Extracted data entries:
══════

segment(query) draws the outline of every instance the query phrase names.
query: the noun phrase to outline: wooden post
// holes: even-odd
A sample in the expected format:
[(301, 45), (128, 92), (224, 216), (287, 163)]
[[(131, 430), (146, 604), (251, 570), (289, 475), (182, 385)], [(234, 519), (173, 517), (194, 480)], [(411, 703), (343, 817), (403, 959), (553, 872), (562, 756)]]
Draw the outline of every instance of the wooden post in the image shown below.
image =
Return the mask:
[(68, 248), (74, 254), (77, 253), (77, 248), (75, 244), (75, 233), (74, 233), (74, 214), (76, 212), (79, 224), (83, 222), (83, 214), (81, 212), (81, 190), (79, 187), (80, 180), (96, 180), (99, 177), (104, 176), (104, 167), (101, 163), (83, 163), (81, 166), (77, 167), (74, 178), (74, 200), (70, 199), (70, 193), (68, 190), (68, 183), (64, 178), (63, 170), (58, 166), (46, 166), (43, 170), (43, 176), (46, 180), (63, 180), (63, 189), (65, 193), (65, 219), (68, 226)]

══════

What you have to do
Please edit the records above by replacing "wooden post" with "fence post" everywhere it appears and leaving all other text unchanged.

Task response
segment(query) draws the outline of every instance the query phrase names.
query: the noun phrase to outline: fence post
// holes: even-odd
A sample in the expected format:
[(301, 45), (128, 92), (224, 216), (287, 163)]
[[(131, 430), (146, 604), (251, 570), (289, 475), (182, 385)], [(234, 519), (173, 517), (194, 480)], [(411, 703), (343, 817), (403, 959), (553, 872), (562, 756)]]
Draw the outline of every instance of the fence post in the image shown below.
image =
Return the mask:
[(68, 248), (74, 254), (77, 253), (77, 248), (75, 244), (75, 233), (74, 233), (74, 214), (76, 212), (79, 224), (83, 222), (83, 214), (81, 212), (81, 190), (79, 187), (80, 180), (96, 180), (99, 177), (104, 176), (104, 167), (101, 163), (83, 163), (81, 166), (77, 167), (74, 178), (74, 200), (70, 199), (70, 193), (68, 190), (68, 183), (64, 178), (63, 170), (58, 166), (46, 166), (43, 170), (43, 176), (46, 180), (63, 180), (63, 189), (65, 193), (65, 219), (68, 226)]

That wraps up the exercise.